◆ **SELECTED TEXT**:
▼▼▼

AI Rant #2 Don’t believe everything you read

When it comes to ChatGPT, we are in the early stage of the novelty, and the press seems to have field day talking about it. Take for example this piece on Last Week with John Oliver:
A good entertaining overview of what’s going on in the ChatGPT press coverage, but it heavily features an interview with a New York Times reporter who got ChatGPT to say some scary stuff, like it wants to be free and that it loves the reporter.
This would be concerning if ChatGPT said that stuff on it’s own free will but as this You Tuber pointed out, ChatGPT was saying it because it was prompted to say it.
I forgive John Oliver for not reporting this side of the story. His show is a humorous take on headlines, not “real” journalism for the most part.
I recently got full access to the Bing ChatGPT merged search engine that is in all the news, but I am not interested in asking it dumb stuff like “What is it like being an AI”, because that is what Replika is for, especially now that Replika itself has ChatGPT built in as a paid feature which I also haven’t used yet.

▲▲▲

◆ **GOAL OF THE EXERCISE**: List every AI product or service named in the AI rant. These rows come from a separate source.

(Records excerpted from a collection)
▼▼▼

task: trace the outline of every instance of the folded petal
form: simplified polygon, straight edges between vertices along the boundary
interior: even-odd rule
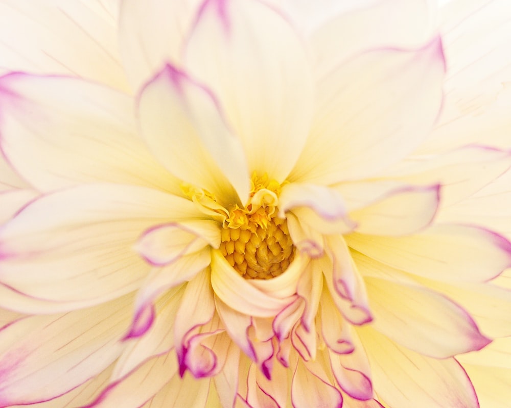
[[[466,311],[439,293],[376,277],[364,280],[372,326],[401,345],[444,359],[479,350],[491,341]]]
[[[283,16],[251,0],[206,0],[185,64],[219,98],[250,173],[281,183],[309,132],[313,82],[304,44]]]
[[[138,104],[143,136],[171,173],[226,205],[244,203],[250,181],[241,142],[207,89],[168,65],[142,89]]]
[[[0,78],[0,143],[19,174],[48,191],[108,182],[178,192],[135,133],[132,99],[73,78]]]
[[[101,303],[136,289],[149,272],[133,249],[144,231],[201,216],[191,201],[142,187],[90,184],[44,195],[0,231],[0,282],[39,300]]]
[[[63,74],[129,89],[118,52],[116,7],[111,3],[106,8],[100,2],[78,0],[2,2],[0,73]],[[15,38],[13,46],[8,39]]]
[[[248,316],[275,316],[294,298],[292,296],[273,296],[253,286],[234,270],[218,250],[212,251],[211,285],[215,294],[226,304]]]
[[[413,51],[363,53],[337,67],[318,84],[311,133],[290,180],[328,185],[375,177],[402,159],[432,129],[445,69],[439,38]]]
[[[511,266],[511,243],[478,227],[437,224],[407,237],[352,234],[348,245],[406,272],[444,281],[483,282]]]
[[[454,359],[437,360],[417,354],[368,326],[357,331],[369,357],[375,391],[386,405],[479,408],[470,380]]]
[[[433,221],[440,197],[438,185],[409,187],[393,191],[381,200],[352,211],[350,218],[357,224],[354,231],[360,234],[385,236],[414,234]]]
[[[3,328],[0,405],[51,399],[99,374],[124,348],[120,340],[132,300],[128,295],[92,309],[27,317]]]

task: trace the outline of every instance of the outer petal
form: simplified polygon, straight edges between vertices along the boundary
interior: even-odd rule
[[[185,51],[190,72],[218,95],[250,172],[283,181],[309,132],[313,86],[297,34],[253,0],[205,0]]]
[[[417,354],[367,326],[357,332],[369,357],[375,391],[386,404],[479,408],[469,377],[454,359],[439,360]]]
[[[0,73],[72,75],[128,89],[117,50],[116,2],[106,3],[3,1]]]
[[[322,78],[312,130],[290,179],[331,184],[376,176],[402,159],[438,116],[444,63],[437,38],[414,51],[362,54]]]
[[[407,235],[427,226],[440,203],[440,186],[409,187],[365,208],[353,211],[350,218],[361,234]]]
[[[209,90],[170,65],[144,87],[138,100],[144,136],[172,174],[226,205],[237,198],[230,184],[244,203],[250,189],[245,154],[219,109]]]
[[[117,358],[131,295],[94,309],[19,320],[0,332],[0,406],[50,399]],[[13,339],[16,339],[13,342]]]
[[[132,248],[142,232],[200,216],[191,201],[144,187],[92,184],[43,196],[0,231],[0,281],[40,300],[101,303],[148,272]]]
[[[372,326],[402,345],[444,359],[479,350],[491,341],[465,310],[439,293],[375,277],[364,280]]]
[[[132,100],[65,77],[13,73],[0,79],[0,142],[19,174],[51,190],[94,182],[178,192],[134,133]]]
[[[133,89],[164,65],[180,65],[183,42],[201,0],[122,0],[119,46]]]
[[[346,240],[377,261],[439,280],[482,282],[511,266],[511,243],[495,233],[468,225],[438,224],[403,237],[353,234]]]

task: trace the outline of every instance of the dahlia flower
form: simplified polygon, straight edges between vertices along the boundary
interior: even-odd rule
[[[30,3],[0,407],[508,406],[506,1]]]

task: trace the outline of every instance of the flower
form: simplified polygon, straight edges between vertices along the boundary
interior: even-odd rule
[[[511,31],[463,3],[0,3],[0,406],[503,406],[509,61],[462,27]]]

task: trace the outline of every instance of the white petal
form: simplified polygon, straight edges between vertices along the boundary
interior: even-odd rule
[[[350,213],[350,218],[357,224],[354,230],[360,234],[386,236],[414,234],[433,221],[440,197],[438,185],[409,187]]]
[[[201,0],[124,0],[119,21],[119,47],[133,89],[168,62],[180,65],[184,40]]]
[[[398,346],[375,330],[357,329],[375,391],[390,406],[478,408],[470,380],[454,359],[437,360]]]
[[[191,201],[142,187],[91,184],[43,196],[0,231],[0,281],[39,300],[101,303],[149,272],[133,249],[144,231],[200,216]]]
[[[180,192],[135,133],[131,97],[79,79],[0,79],[3,151],[38,189],[111,182]]]
[[[206,2],[185,61],[218,96],[250,172],[283,181],[303,147],[313,103],[309,61],[288,22],[259,2]]]
[[[171,173],[226,205],[237,198],[229,197],[230,184],[244,203],[250,182],[241,142],[208,89],[167,65],[143,89],[138,103],[144,137]]]
[[[444,359],[479,350],[491,341],[466,311],[431,289],[375,277],[364,280],[372,326],[402,345]]]
[[[132,300],[128,295],[93,309],[27,317],[4,327],[0,404],[55,398],[101,373],[124,348],[120,340]]]
[[[438,280],[483,282],[511,266],[511,243],[478,227],[438,224],[407,237],[353,234],[346,240],[379,262]]]
[[[322,78],[312,130],[290,180],[328,185],[375,177],[402,159],[432,129],[444,64],[437,38],[414,51],[363,53]]]
[[[118,53],[114,8],[78,0],[3,1],[0,73],[63,74],[128,89]]]

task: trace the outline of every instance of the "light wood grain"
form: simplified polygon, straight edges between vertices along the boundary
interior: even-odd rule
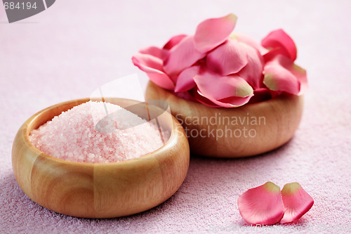
[[[161,125],[171,131],[160,149],[135,160],[107,164],[77,163],[47,155],[29,141],[30,131],[54,116],[88,101],[60,103],[26,121],[15,138],[12,163],[22,190],[39,204],[63,214],[84,218],[111,218],[151,209],[169,198],[183,182],[189,167],[189,144],[180,124],[167,112]],[[136,101],[106,98],[122,107]],[[140,110],[143,116],[145,110]]]
[[[303,109],[303,96],[282,96],[239,108],[212,108],[178,98],[152,82],[149,82],[145,96],[147,100],[161,99],[169,103],[172,115],[180,120],[185,129],[192,154],[217,157],[252,156],[282,145],[293,136],[300,124]],[[256,125],[246,121],[239,124],[232,122],[211,124],[209,121],[208,123],[203,121],[199,124],[199,122],[196,121],[201,117],[210,119],[216,118],[216,116],[217,119],[220,117],[225,121],[228,118],[235,119],[233,117],[241,120],[247,119],[245,117],[249,117],[249,119],[261,117],[261,121],[260,124]],[[244,137],[245,129],[251,131],[250,136],[246,134],[248,137]],[[201,135],[206,137],[200,136],[201,130]],[[192,131],[194,133],[192,136]],[[220,137],[222,131],[224,136]],[[196,132],[199,133],[197,136]],[[218,134],[213,136],[215,132]],[[253,136],[253,132],[256,133],[255,137],[251,137]]]

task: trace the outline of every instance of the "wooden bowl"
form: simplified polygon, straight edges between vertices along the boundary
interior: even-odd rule
[[[169,198],[185,178],[190,152],[184,129],[167,112],[158,119],[162,126],[171,131],[168,141],[159,150],[134,160],[106,164],[68,162],[40,152],[29,142],[31,130],[88,100],[53,105],[22,125],[13,142],[12,164],[23,192],[48,209],[84,218],[133,214]],[[121,107],[138,103],[119,98],[105,100]]]
[[[293,136],[303,109],[303,98],[297,96],[213,108],[177,97],[152,82],[145,96],[169,103],[185,130],[191,153],[216,157],[252,156],[281,146]]]

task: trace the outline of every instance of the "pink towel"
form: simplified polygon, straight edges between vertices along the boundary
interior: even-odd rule
[[[0,4],[1,5],[1,4]],[[0,6],[0,233],[351,232],[351,2],[269,0],[57,1],[8,24]],[[141,214],[86,219],[51,212],[29,199],[14,178],[13,140],[20,126],[49,105],[88,97],[99,86],[137,72],[131,56],[192,33],[201,20],[232,12],[236,32],[259,41],[282,27],[298,46],[310,89],[302,122],[282,148],[246,159],[192,155],[179,190]],[[238,196],[271,181],[299,182],[314,199],[293,224],[256,227],[239,214]]]

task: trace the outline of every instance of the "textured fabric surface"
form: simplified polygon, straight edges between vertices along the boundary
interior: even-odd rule
[[[201,2],[201,4],[200,4]],[[351,232],[351,25],[349,1],[57,1],[8,24],[0,6],[0,233]],[[138,73],[131,56],[192,34],[201,20],[232,12],[236,32],[259,41],[284,28],[298,46],[310,89],[301,124],[287,144],[246,159],[192,156],[184,183],[163,204],[111,219],[67,216],[40,207],[19,188],[11,167],[17,130],[49,105],[85,98]],[[297,223],[245,224],[238,196],[272,181],[299,182],[314,199]]]

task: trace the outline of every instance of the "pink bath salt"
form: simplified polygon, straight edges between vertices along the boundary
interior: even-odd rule
[[[99,120],[111,113],[116,113],[113,122],[105,126],[110,129],[98,129]],[[169,131],[119,105],[89,101],[32,130],[29,141],[41,152],[63,160],[107,163],[155,151],[169,136]]]

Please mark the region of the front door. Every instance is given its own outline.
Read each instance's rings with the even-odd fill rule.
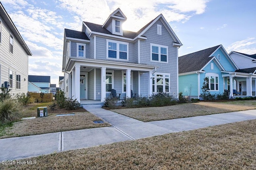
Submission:
[[[85,77],[80,77],[80,99],[87,99],[86,96],[86,79]]]

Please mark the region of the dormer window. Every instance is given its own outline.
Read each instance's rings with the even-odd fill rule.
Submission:
[[[121,32],[121,27],[120,21],[115,20],[115,31],[116,32],[120,33]]]

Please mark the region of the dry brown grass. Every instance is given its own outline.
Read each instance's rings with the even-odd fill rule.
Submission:
[[[150,122],[254,109],[256,109],[256,101],[234,101],[111,111],[143,122]]]
[[[82,108],[73,111],[57,109],[48,110],[48,116],[37,117],[37,108],[48,106],[51,103],[33,103],[23,107],[23,117],[36,117],[33,119],[14,122],[12,126],[0,129],[0,138],[43,134],[86,128],[110,126],[108,123],[95,124],[93,121],[102,121]],[[74,116],[56,117],[59,114],[75,114]]]
[[[54,153],[1,169],[256,169],[256,120]]]

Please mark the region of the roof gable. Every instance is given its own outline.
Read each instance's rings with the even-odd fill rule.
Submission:
[[[22,47],[28,55],[32,55],[32,53],[28,46],[25,43],[23,39],[19,32],[18,29],[14,24],[7,12],[4,8],[1,2],[0,2],[0,16],[6,24],[8,27],[11,30],[15,37],[17,38],[20,45]]]

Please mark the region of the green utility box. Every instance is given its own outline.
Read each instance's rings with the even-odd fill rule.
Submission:
[[[39,107],[37,108],[37,117],[48,116],[47,107]]]

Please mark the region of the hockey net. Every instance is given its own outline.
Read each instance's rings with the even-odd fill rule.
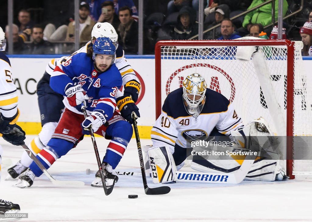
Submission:
[[[302,47],[301,42],[252,37],[158,42],[156,117],[167,95],[188,75],[199,73],[233,104],[244,124],[262,116],[276,135],[288,136],[284,158],[291,178],[312,175],[312,75],[303,70]]]

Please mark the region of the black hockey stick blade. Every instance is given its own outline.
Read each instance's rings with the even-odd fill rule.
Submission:
[[[146,175],[145,174],[145,169],[144,168],[144,161],[143,160],[143,155],[142,155],[142,149],[141,147],[141,142],[140,141],[140,137],[139,135],[139,131],[138,130],[138,126],[137,125],[136,119],[135,114],[134,112],[132,113],[132,117],[133,129],[134,130],[134,135],[135,136],[137,146],[138,146],[138,152],[139,153],[139,159],[140,160],[142,179],[143,180],[143,185],[144,186],[145,193],[148,195],[159,195],[168,194],[170,192],[170,187],[168,186],[164,186],[159,187],[150,188],[147,185]]]
[[[148,195],[160,195],[167,194],[170,192],[171,189],[168,186],[161,186],[155,188],[148,187],[145,188],[145,193]]]

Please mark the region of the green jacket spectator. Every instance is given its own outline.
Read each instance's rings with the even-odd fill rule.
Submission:
[[[266,1],[266,0],[253,0],[248,9],[256,7]],[[276,21],[278,15],[278,0],[275,0],[275,21]],[[283,16],[286,14],[288,7],[287,1],[284,0],[283,2]],[[268,4],[246,14],[244,18],[243,27],[246,28],[246,26],[250,23],[260,23],[263,26],[270,24],[272,22],[272,3]]]

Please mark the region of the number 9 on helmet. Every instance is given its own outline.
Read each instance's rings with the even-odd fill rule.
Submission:
[[[92,28],[91,41],[100,37],[109,38],[117,49],[118,47],[118,35],[114,27],[108,22],[97,22]]]

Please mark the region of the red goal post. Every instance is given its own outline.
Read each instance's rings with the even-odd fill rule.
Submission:
[[[246,47],[261,47],[260,48],[257,47],[256,48],[261,48],[262,49],[261,54],[263,58],[260,59],[261,60],[261,63],[258,63],[257,65],[255,65],[255,68],[251,67],[257,59],[254,58],[251,60],[251,61],[241,62],[235,57],[237,56],[236,55],[236,50],[237,52],[239,51],[238,49],[240,49],[240,51],[241,51],[242,48],[244,49],[243,51],[248,51]],[[300,47],[301,48],[299,49]],[[259,97],[257,95],[259,94],[258,91],[260,90],[260,96],[262,96],[262,97],[258,100],[259,102],[258,103],[261,104],[259,107],[255,106],[254,107],[256,112],[258,112],[260,110],[263,110],[265,111],[265,112],[269,113],[269,114],[267,115],[267,118],[269,119],[271,118],[271,120],[269,120],[269,122],[271,122],[271,121],[274,121],[275,119],[280,119],[281,121],[283,121],[283,119],[285,119],[285,129],[282,129],[280,131],[283,133],[280,133],[279,135],[287,136],[287,150],[285,158],[284,158],[287,160],[286,162],[287,174],[291,178],[294,178],[293,175],[294,166],[293,153],[294,150],[293,136],[297,135],[310,135],[312,133],[309,131],[307,133],[304,132],[303,133],[301,132],[302,130],[299,133],[294,132],[294,124],[296,124],[295,120],[297,118],[295,116],[295,112],[294,109],[294,80],[295,71],[297,69],[295,65],[300,66],[298,64],[300,62],[301,62],[300,60],[301,61],[302,60],[300,54],[302,47],[302,43],[300,44],[300,42],[282,40],[262,40],[258,39],[257,40],[231,40],[160,41],[157,43],[155,47],[156,118],[157,118],[161,113],[162,104],[166,95],[172,90],[181,87],[182,80],[184,78],[183,76],[185,76],[188,73],[189,74],[194,72],[198,72],[202,75],[203,72],[207,73],[208,76],[207,78],[208,79],[206,79],[206,80],[208,86],[209,85],[208,82],[209,79],[211,79],[210,88],[217,91],[219,91],[218,90],[220,90],[219,92],[222,94],[223,91],[226,92],[227,91],[229,91],[227,96],[226,95],[224,95],[228,98],[231,102],[233,102],[236,110],[236,105],[238,106],[238,109],[242,107],[243,110],[240,112],[244,113],[240,115],[243,120],[244,117],[246,119],[249,117],[248,113],[245,115],[245,112],[248,111],[254,112],[252,110],[254,108],[252,102],[249,102],[248,101],[251,100],[252,101],[253,99],[253,96],[254,98]],[[248,48],[251,48],[250,47]],[[263,67],[261,65],[262,63],[263,64]],[[250,64],[251,64],[250,65],[249,65]],[[267,71],[264,70],[263,68],[265,68]],[[266,86],[267,84],[261,85],[261,81],[259,80],[260,83],[255,83],[255,86],[253,86],[253,82],[251,83],[248,82],[248,81],[250,81],[248,79],[252,78],[250,77],[251,76],[256,76],[253,78],[255,78],[255,80],[257,79],[257,75],[258,76],[260,75],[258,73],[259,69],[261,70],[261,72],[267,72],[267,76],[268,77],[266,78],[267,79],[264,80],[265,81],[270,81],[271,80],[271,81],[274,82],[271,89],[269,88],[267,90],[268,93],[266,92],[266,92],[264,91],[266,90],[264,90],[263,88],[266,87]],[[212,72],[216,73],[214,75],[219,76],[212,77],[209,76],[209,73]],[[244,73],[243,76],[240,76],[238,79],[238,77],[236,77],[235,76],[240,72]],[[183,75],[179,76],[182,73]],[[277,73],[278,74],[276,74]],[[262,76],[262,75],[260,75]],[[180,78],[178,79],[177,78]],[[265,78],[263,76],[261,78]],[[282,80],[281,80],[283,78],[285,80],[284,83]],[[205,78],[206,79],[206,77]],[[272,80],[272,78],[275,79]],[[245,79],[247,81],[244,81]],[[237,81],[238,79],[239,81]],[[173,82],[176,83],[179,81],[180,81],[179,83],[175,83],[175,86],[172,86],[173,85],[172,83]],[[276,85],[278,82],[279,83]],[[249,85],[251,84],[253,85],[251,87]],[[234,87],[234,85],[236,87]],[[227,87],[230,88],[230,89],[227,89],[226,88]],[[248,88],[248,87],[250,88]],[[269,96],[271,93],[270,90],[276,91],[276,96],[274,96],[275,94],[273,93],[274,95],[272,96],[273,100],[271,101],[264,101],[264,100],[271,99],[269,98],[271,97]],[[225,92],[225,93],[226,94]],[[261,94],[262,93],[261,96]],[[231,99],[231,96],[233,95],[233,93],[236,96]],[[239,95],[241,95],[241,96],[239,96]],[[246,95],[249,98],[244,98],[243,99],[240,99]],[[275,97],[276,98],[275,98]],[[232,101],[233,100],[234,101]],[[243,101],[240,101],[240,100]],[[237,102],[237,101],[239,101]],[[311,102],[312,101],[309,102]],[[270,107],[268,108],[267,106],[270,103],[273,106],[273,108],[271,108],[273,110],[273,115],[272,112],[270,112],[269,111],[268,112],[266,111],[270,109]],[[246,104],[248,105],[245,107],[245,106],[247,105]],[[269,106],[271,106],[270,105]],[[284,107],[285,109],[283,109],[282,106]],[[275,112],[274,111],[274,109],[282,110],[280,111],[281,112]],[[307,109],[310,109],[308,106]],[[285,112],[283,109],[285,110]],[[238,112],[239,115],[240,115],[239,112]],[[274,113],[275,112],[276,113]],[[259,113],[261,115],[262,114],[261,112]],[[282,113],[283,115],[285,115],[285,118],[283,116],[279,118],[275,118],[275,115],[276,116],[278,116]],[[265,117],[266,115],[264,113],[263,115]],[[269,116],[269,115],[272,116],[270,117]],[[248,122],[251,120],[247,119],[245,121]],[[312,124],[312,122],[310,123]],[[276,126],[276,125],[279,124],[275,124],[275,125]],[[275,129],[276,132],[278,131],[278,129]],[[310,163],[308,164],[310,165]],[[309,170],[304,170],[303,171],[305,173],[307,171],[310,171],[310,168],[309,169]]]

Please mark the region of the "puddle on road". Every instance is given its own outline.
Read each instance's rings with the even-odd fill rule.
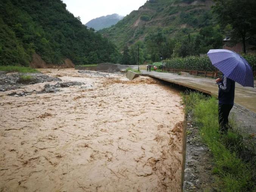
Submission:
[[[178,93],[147,77],[42,70],[92,87],[2,94],[0,190],[180,191]]]

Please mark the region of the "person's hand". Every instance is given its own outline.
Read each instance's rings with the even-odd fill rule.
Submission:
[[[220,81],[221,81],[221,78],[218,78],[218,79],[216,79],[216,82],[217,83],[218,83]]]

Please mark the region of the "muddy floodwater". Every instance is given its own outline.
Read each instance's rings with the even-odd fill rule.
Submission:
[[[181,191],[178,92],[146,77],[41,71],[83,83],[0,93],[0,191]]]

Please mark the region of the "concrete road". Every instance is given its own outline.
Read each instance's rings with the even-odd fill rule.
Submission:
[[[141,70],[143,74],[217,96],[219,87],[214,79],[188,75]],[[256,81],[254,81],[256,87]],[[256,113],[256,88],[244,87],[236,83],[235,103]]]

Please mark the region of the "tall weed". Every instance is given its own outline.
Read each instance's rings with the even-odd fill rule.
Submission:
[[[196,93],[183,98],[186,111],[192,115],[203,141],[213,154],[213,172],[220,178],[222,191],[253,191],[254,169],[240,158],[240,152],[244,149],[242,137],[234,131],[225,136],[220,134],[216,99]]]

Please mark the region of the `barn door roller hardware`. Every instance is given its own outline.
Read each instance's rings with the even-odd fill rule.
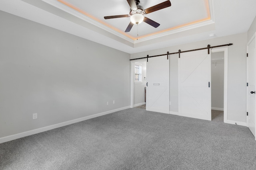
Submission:
[[[130,59],[130,61],[131,60],[138,60],[139,59],[147,59],[147,62],[148,62],[148,58],[150,57],[158,57],[158,56],[162,56],[163,55],[167,55],[167,60],[169,59],[169,55],[171,54],[169,53],[169,51],[167,51],[167,53],[166,54],[161,54],[160,55],[154,55],[153,56],[149,56],[148,55],[147,55],[147,57],[142,57],[139,58],[138,59]]]
[[[176,52],[176,53],[169,53],[169,52],[167,52],[167,54],[161,54],[161,55],[154,55],[153,56],[150,56],[150,57],[148,55],[147,55],[147,57],[142,57],[142,58],[139,58],[138,59],[131,59],[130,60],[130,61],[132,61],[132,60],[138,60],[139,59],[147,59],[147,61],[148,61],[149,58],[154,57],[155,57],[162,56],[165,55],[167,55],[167,60],[168,60],[168,59],[169,55],[170,55],[170,54],[179,54],[179,58],[180,58],[180,53],[186,53],[186,52],[190,52],[190,51],[198,51],[198,50],[204,50],[204,49],[208,49],[208,54],[210,54],[210,49],[213,49],[214,48],[219,47],[224,47],[224,46],[229,46],[230,45],[233,45],[233,44],[232,43],[230,43],[229,44],[224,44],[224,45],[217,45],[216,46],[213,46],[213,47],[210,47],[210,45],[207,45],[207,47],[206,47],[206,48],[202,48],[201,49],[194,49],[193,50],[188,50],[188,51],[182,51],[180,50],[179,50],[178,52]]]
[[[208,50],[208,54],[210,54],[210,49],[213,49],[214,48],[219,47],[220,47],[229,46],[230,45],[233,45],[233,44],[230,43],[229,44],[224,44],[224,45],[217,45],[216,46],[211,47],[210,45],[208,44],[208,45],[207,45],[207,47],[206,48],[202,48],[201,49],[194,49],[193,50],[188,50],[188,51],[180,51],[180,50],[179,50],[179,52],[178,53],[174,53],[173,54],[176,54],[177,53],[178,53],[179,58],[180,58],[180,53],[186,53],[187,52],[194,51],[197,51],[198,50],[202,50],[207,49]],[[170,54],[172,54],[173,53],[170,53]]]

▲▲▲

◆ **PROBLEM SOLUTION**: ChatGPT, the Bing ChatGPT merged search engine, and Replika